Extract everything in the material below from the line containing "Note: identify the swing frame" down to its final line, and reproduce those lines verbatim.
── PROVIDED RECORDS ──
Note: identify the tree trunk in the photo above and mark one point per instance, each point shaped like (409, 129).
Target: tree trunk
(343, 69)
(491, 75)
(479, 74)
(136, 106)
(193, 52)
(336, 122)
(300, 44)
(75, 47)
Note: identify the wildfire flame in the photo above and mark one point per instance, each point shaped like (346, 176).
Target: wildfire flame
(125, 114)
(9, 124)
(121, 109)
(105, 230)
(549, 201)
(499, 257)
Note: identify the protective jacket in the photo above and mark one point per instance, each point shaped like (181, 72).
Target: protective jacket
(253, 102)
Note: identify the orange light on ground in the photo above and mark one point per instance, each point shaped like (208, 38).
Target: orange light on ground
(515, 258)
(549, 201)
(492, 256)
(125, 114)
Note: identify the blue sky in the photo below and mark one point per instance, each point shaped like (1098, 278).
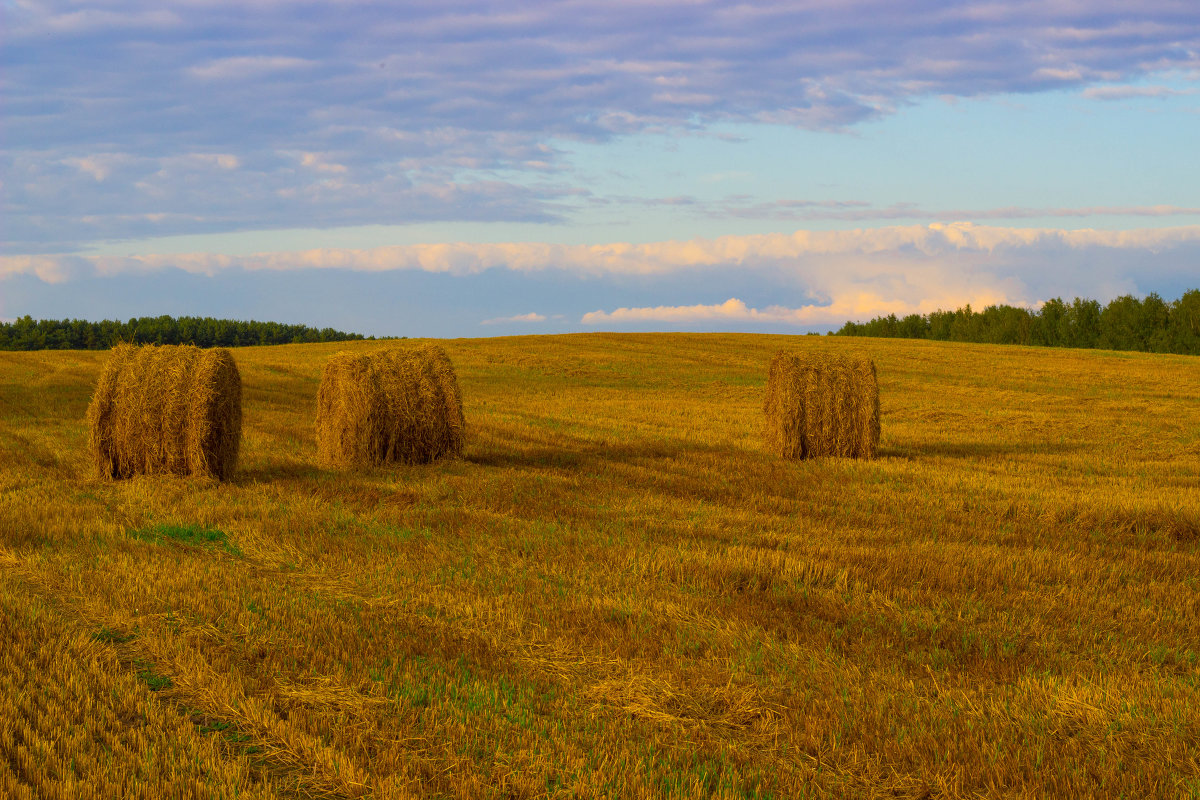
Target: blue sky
(459, 168)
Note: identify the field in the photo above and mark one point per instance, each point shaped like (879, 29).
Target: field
(617, 593)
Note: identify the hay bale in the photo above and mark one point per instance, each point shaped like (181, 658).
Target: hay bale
(822, 404)
(400, 404)
(166, 409)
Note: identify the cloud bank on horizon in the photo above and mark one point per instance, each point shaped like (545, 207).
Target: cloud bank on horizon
(838, 275)
(133, 120)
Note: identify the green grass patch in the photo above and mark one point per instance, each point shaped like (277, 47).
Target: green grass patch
(191, 535)
(108, 636)
(148, 675)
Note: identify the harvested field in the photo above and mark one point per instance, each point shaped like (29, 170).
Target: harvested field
(617, 591)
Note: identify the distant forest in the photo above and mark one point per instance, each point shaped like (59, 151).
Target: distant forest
(1151, 325)
(28, 334)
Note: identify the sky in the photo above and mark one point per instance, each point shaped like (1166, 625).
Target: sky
(459, 168)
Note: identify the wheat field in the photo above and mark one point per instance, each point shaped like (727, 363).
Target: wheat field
(616, 591)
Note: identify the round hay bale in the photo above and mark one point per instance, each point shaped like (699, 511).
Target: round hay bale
(395, 405)
(166, 409)
(822, 404)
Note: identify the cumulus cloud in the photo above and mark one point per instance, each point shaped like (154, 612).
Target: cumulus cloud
(835, 275)
(856, 305)
(1126, 92)
(533, 317)
(417, 94)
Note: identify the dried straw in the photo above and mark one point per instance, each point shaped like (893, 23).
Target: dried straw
(169, 409)
(822, 404)
(400, 404)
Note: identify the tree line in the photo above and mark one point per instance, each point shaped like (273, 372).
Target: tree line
(27, 334)
(1151, 324)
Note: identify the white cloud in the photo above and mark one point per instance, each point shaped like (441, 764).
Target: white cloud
(1126, 92)
(533, 317)
(246, 66)
(819, 277)
(321, 163)
(851, 305)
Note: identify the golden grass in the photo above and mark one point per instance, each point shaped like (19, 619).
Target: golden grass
(617, 591)
(822, 404)
(400, 404)
(171, 409)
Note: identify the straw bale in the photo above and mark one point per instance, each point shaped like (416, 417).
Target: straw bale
(166, 409)
(822, 404)
(401, 404)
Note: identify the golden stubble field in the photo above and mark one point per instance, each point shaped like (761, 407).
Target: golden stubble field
(617, 591)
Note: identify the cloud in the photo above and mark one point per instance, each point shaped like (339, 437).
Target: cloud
(859, 305)
(246, 66)
(403, 98)
(801, 278)
(1126, 92)
(533, 317)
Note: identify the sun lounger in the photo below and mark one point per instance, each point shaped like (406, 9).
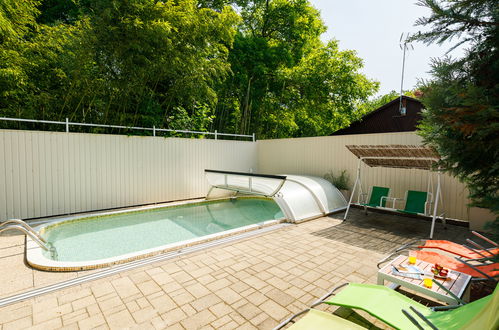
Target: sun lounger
(476, 252)
(392, 308)
(480, 271)
(401, 312)
(315, 319)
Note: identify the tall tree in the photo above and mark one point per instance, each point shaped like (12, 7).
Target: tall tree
(462, 99)
(275, 61)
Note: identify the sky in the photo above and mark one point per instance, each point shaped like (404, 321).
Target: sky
(373, 29)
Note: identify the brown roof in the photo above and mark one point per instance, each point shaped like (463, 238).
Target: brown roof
(396, 155)
(387, 118)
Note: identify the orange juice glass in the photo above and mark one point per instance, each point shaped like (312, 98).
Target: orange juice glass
(412, 258)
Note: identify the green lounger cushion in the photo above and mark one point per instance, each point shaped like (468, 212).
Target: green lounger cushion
(376, 194)
(480, 314)
(379, 301)
(415, 202)
(387, 304)
(315, 319)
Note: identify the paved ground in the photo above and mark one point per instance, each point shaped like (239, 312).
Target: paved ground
(253, 283)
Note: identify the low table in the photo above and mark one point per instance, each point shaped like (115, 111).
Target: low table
(456, 282)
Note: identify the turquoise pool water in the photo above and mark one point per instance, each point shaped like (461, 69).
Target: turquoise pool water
(114, 235)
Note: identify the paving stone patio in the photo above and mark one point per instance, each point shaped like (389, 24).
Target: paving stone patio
(252, 283)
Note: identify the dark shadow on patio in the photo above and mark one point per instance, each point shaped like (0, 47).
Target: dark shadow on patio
(383, 232)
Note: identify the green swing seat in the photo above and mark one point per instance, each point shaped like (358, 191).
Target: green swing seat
(415, 202)
(376, 199)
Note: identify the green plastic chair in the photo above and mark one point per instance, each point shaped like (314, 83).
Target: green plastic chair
(388, 305)
(415, 202)
(316, 319)
(376, 197)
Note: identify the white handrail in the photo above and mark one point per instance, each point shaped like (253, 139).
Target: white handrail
(67, 123)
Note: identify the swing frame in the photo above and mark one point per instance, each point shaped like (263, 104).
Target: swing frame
(404, 157)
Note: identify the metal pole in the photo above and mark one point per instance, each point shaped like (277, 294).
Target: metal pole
(402, 80)
(353, 189)
(435, 209)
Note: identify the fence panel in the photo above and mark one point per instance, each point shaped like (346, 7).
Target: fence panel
(53, 173)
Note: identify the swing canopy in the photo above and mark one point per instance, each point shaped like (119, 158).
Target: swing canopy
───
TASK RESULT
Note: identify the swing frame in the photo above and mark one point per instance, each point shaped like (263, 104).
Target: swing frame
(404, 157)
Note: identify the metal pole in the photo above and mark one point per instance, each point shaped like (277, 294).
Target: metal pole
(402, 80)
(353, 189)
(435, 209)
Note: identify the fence panel in the photo above and mark one point per instance, each point shaped like (346, 7).
Target: fence panel
(53, 173)
Note: identify the swing canopy in the photo above and mark one point per instance, each point shaped like (119, 158).
Target: swing canopy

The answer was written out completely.